> **Objective A**
Select every row that follows which contains the word "below", treating uppercase and lowercase as different.
START Given passage
Jockeys' Guild
- Founded: 1940; 86 years ago
- Headquarters: Lexington, Kentucky
- Location: United States;
- Key people: John Velazquez, Chairman G. R. Carter, Vice Chairman Jon Court, Secretary
- Website: www.jockeysguild.com

= Jockeys' Guild =

The Jockeys' Guild Inc. is an American trade association based in Lexington, Kentucky, representing thoroughbred horse racing and American quarter horse professional jockeys. The organization filed for Chapter 11 protection from creditors in bankruptcy court in Louisville, Kentucky, on October 12, 2007.

Established in 1940, the organization's founding members consisted of many of the leading jockeys of the day including Eddie Arcaro, Carroll Bierman, Charley Kurtsinger, Johnny Longden, Don Meade, Maurice Peters, Red Pollard, Sam Renick, Harry Richards, Alfred Robertson, and Ray Workman.

The Jockeys' Guild founding board was made up of:
- Harry Richards - President
- Lester Balaski - 1st Vice President
- Eddie Arcaro - 2nd Vice President
- Raymond Workman - 3rd Vice President
- Irving Anderson - Treasurer

On February 24, 2001, the Thoroughbred Times published an article captioned 'A debt of remembrance', that told the story of the important work by jockey Tommy Luther, that led to the Guild's creation. The story recounted the influence on Luther, when he was part of the horrific circumstances North American jockeys lived under at the time; fellow jockey Earl "Sandy" Graham was killed while racing at Polo Park Racetrack in Winnipeg, Manitoba in September 1927.
END Given passage
> **Objective B**
Update the Jockeys' Guild passage above from the words "The Jockeys' Guild Inc." through the words "and Ray Workman.", with "trade association" changed to "labor organization" throughout that stretch.
START Provided entries
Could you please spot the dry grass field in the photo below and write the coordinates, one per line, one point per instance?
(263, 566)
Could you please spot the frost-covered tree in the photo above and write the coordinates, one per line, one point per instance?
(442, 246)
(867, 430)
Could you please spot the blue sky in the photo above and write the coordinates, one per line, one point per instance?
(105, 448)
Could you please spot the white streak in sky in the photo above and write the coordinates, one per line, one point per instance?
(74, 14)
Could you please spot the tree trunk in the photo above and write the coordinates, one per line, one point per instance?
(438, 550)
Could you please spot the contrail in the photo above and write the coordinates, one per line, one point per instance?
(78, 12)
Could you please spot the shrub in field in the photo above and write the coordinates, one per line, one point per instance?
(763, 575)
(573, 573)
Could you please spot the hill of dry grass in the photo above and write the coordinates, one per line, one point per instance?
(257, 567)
END Provided entries
START Provided entries
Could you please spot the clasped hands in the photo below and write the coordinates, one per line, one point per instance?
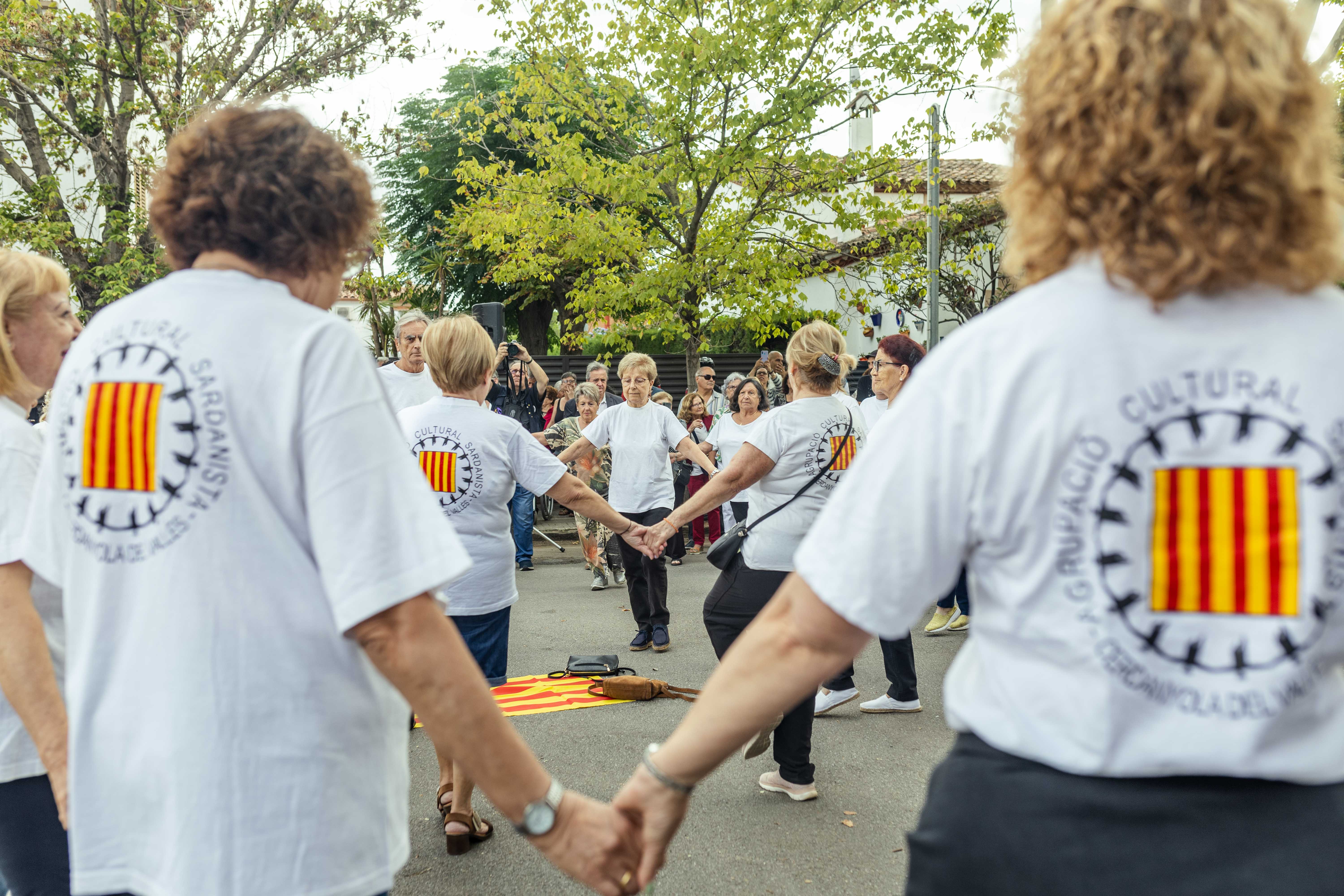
END Provided entries
START Provided entries
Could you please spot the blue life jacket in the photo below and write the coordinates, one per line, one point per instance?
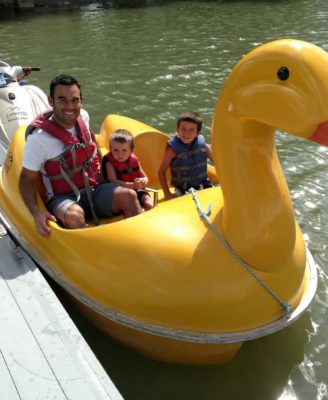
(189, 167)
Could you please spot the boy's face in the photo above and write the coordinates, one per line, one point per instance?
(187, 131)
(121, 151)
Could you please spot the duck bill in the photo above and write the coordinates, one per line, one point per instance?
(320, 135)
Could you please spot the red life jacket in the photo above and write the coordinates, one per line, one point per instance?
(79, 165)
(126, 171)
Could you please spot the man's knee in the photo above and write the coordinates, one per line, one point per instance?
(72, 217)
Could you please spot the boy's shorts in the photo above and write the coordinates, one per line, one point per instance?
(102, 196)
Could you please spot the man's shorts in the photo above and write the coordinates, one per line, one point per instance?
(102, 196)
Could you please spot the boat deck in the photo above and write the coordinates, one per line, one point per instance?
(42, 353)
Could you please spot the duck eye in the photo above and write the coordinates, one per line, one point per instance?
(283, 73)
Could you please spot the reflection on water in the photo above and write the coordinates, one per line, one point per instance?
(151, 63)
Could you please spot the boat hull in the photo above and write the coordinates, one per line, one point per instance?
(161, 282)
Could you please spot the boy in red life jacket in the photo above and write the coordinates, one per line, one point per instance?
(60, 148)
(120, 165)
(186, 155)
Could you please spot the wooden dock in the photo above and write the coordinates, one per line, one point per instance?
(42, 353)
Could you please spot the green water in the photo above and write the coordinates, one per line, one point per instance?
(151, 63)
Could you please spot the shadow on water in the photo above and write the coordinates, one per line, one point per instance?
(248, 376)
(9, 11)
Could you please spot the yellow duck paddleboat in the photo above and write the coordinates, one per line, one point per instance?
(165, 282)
END Provided entries
> **Complete answer A**
Could you please spot the dry grass field in the photo below and write the coordinates, one per line, one point per instance?
Could you please spot the clasped hands in the photo below and write the coordinates, one per line, one point per instance?
Could you please spot the blue life jacket in the photo below and write the coordinates, one per line, one point per instance?

> **Complete answer B**
The Jockeys' Guild Inc. is an American labor organization based in Lexington, Kentucky, representing thoroughbred horse racing and American quarter horse professional jockeys. The organization filed for Chapter 11 protection from creditors in bankruptcy court in Louisville, Kentucky, on October 12, 2007.

Established in 1940, the organization's founding members consisted of many of the leading jockeys of the day including Eddie Arcaro, Carroll Bierman, Charley Kurtsinger, Johnny Longden, Don Meade, Maurice Peters, Red Pollard, Sam Renick, Harry Richards, Alfred Robertson, and Ray Workman.